Heir of Fire
Author: Sarah J. Maas
Series: Throne of Glass #3
Publisher: Bloomsbury USA Childrens
Publication Date: September 2, 2014
Genre: YA Fantasy
Page Length: 562 pages
The king's assassin takes on an even greater destiny and burns brighter than ever before in this follow-up to the New York Times bestselling Crown of Midnight.
She was the heir of ash and fire, and she would bow to no one.
Celaena Sardothien has survived deadly contests and shattering heartbreak - but at an unspeakable cost. Now she must travel to a new land to confront her darkest truth . . . a truth about her heritage that could change her life - and her future - forever.
Meanwhile, brutal and monstrous forces are gathering on the horizon, intent on enslaving her world. To defeat them, Celaena must find the strength to not only fight her inner demons but to battle the evil that is about to be unleashed.
With the long-awaited September 1 release of the fourth installment in Sarah J. Maas's New York Times bestselling series, Throne of Glass, I just had to get my hands on Heir of Fire before the big day. Luckily, I tracked down a copy at a local library, and my wonderful mom (Thanks, mom!) picked it up during her lunch break. I tore through this fictional gold in a day, and oh boy, do I have a lot to say about it.
As we all know, the Throne of Glass series is one of the book blogosphere's greatest literary loves. And it's a love I do understand, but I was never truly invested in this series . . . until this book. From the characters, to the complex storyline, to the dialogue, I have to say I now understand the hype. I finally get why everyone's been praising and swooning and yes, fangirling, over this series year after year.

Work to complete:
**A)** For the Heir of Fire review, decide whether each statement agrees with the text, answering yes or no and quoting the words that settle it: (i) The book runs 562 pages. (ii) The reviewer's copy came from a bookstore. (iii) The fourth installment in the series is released on September 1.
**B)** Transcribe the part of the Heir of Fire review that opens with the words containing "She was the" and closes with "future - forever.".
**C)** List every field label that appears before a colon in the book details at the top of the Heir of Fire review.

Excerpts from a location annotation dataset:

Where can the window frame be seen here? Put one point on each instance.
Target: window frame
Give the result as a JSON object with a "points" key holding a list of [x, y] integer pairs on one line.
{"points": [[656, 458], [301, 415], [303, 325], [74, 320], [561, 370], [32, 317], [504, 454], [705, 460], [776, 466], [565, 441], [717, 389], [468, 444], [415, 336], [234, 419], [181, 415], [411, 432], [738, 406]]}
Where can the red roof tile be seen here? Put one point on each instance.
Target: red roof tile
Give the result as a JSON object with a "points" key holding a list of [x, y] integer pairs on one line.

Replies:
**A)**
(i) Yes: "Page Length: 562 pages"
(ii) No: "I tracked down a copy at a local library"
(iii) Yes: "the long-awaited September 1 release of the fourth installment"

**B)**
She was the heir of ash and fire, and she would bow to no one.
Celaena Sardothien has survived deadly contests and shattering heartbreak - but at an unspeakable cost. Now she must travel to a new land to confront her darkest truth . . . a truth about her heritage that could change her life - and her future - forever.

**C)** Author, Series, Publisher, Publication Date, Genre, Page Length